- Work to complete: Repeat the records unchanged, from their beginning through the line containing "positive clicks: (502, 460)".

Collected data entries
□ □ □
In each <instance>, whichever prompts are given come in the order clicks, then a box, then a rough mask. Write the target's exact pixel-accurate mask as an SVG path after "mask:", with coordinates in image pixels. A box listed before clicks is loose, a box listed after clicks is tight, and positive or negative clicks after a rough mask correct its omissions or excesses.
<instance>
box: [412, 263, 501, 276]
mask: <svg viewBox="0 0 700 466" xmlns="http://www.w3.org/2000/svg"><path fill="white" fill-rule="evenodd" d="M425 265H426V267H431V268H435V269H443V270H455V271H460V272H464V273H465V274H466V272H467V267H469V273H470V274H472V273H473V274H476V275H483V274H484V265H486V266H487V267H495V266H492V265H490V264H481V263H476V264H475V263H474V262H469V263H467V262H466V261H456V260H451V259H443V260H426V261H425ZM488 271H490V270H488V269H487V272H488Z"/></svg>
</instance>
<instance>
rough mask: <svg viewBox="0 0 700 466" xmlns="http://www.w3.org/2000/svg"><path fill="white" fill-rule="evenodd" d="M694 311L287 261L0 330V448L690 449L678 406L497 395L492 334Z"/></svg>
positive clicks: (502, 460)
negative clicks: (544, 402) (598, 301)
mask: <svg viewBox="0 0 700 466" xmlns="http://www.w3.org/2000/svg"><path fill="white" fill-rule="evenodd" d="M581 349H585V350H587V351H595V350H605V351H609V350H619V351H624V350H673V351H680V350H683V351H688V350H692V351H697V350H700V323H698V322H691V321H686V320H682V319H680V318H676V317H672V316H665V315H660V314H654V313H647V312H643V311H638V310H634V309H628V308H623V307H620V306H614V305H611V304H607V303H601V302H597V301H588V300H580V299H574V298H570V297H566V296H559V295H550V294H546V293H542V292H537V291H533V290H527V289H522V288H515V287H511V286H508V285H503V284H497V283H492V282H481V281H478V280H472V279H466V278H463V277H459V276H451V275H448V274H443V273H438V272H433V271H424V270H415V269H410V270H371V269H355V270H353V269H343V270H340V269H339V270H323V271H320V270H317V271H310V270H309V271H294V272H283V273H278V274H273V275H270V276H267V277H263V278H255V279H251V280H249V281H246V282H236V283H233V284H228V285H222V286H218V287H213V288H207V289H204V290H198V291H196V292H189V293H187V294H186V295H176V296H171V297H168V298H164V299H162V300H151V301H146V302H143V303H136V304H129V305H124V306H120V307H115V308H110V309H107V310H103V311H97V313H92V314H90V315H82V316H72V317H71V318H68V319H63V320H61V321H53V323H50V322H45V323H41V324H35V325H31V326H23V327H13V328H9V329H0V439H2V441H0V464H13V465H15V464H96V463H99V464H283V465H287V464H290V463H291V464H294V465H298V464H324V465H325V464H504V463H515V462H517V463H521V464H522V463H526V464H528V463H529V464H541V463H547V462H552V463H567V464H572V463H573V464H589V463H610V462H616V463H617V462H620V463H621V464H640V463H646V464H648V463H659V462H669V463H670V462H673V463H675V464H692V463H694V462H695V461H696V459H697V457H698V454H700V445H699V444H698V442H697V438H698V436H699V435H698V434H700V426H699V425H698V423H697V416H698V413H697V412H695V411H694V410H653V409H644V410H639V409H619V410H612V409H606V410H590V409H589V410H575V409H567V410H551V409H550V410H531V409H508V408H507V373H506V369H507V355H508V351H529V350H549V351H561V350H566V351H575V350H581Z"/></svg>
□ □ □
- Exercise result:
In each <instance>, whichever prompts are given come in the order clicks, then a box, then a rough mask. Write the target's exact pixel-accurate mask as an SVG path after "mask:", with coordinates in image pixels. A box listed before clicks is loose, a box listed after clicks is tight, and positive or negative clicks after a rough mask correct its omissions or excesses.
<instance>
box: [412, 263, 501, 276]
mask: <svg viewBox="0 0 700 466" xmlns="http://www.w3.org/2000/svg"><path fill="white" fill-rule="evenodd" d="M425 265H426V267H431V268H435V269H443V270H455V271H460V272H464V273H465V274H466V272H467V267H469V273H470V274H472V273H473V274H476V275H483V274H484V265H486V266H487V267H495V266H492V265H490V264H481V263H476V264H475V263H474V262H469V263H467V262H466V261H456V260H451V259H443V260H426V261H425ZM488 271H490V270H488V269H487V272H488Z"/></svg>
</instance>
<instance>
rough mask: <svg viewBox="0 0 700 466" xmlns="http://www.w3.org/2000/svg"><path fill="white" fill-rule="evenodd" d="M694 311L287 261L0 330V448L690 449L678 406L497 395L492 334Z"/></svg>
positive clicks: (502, 460)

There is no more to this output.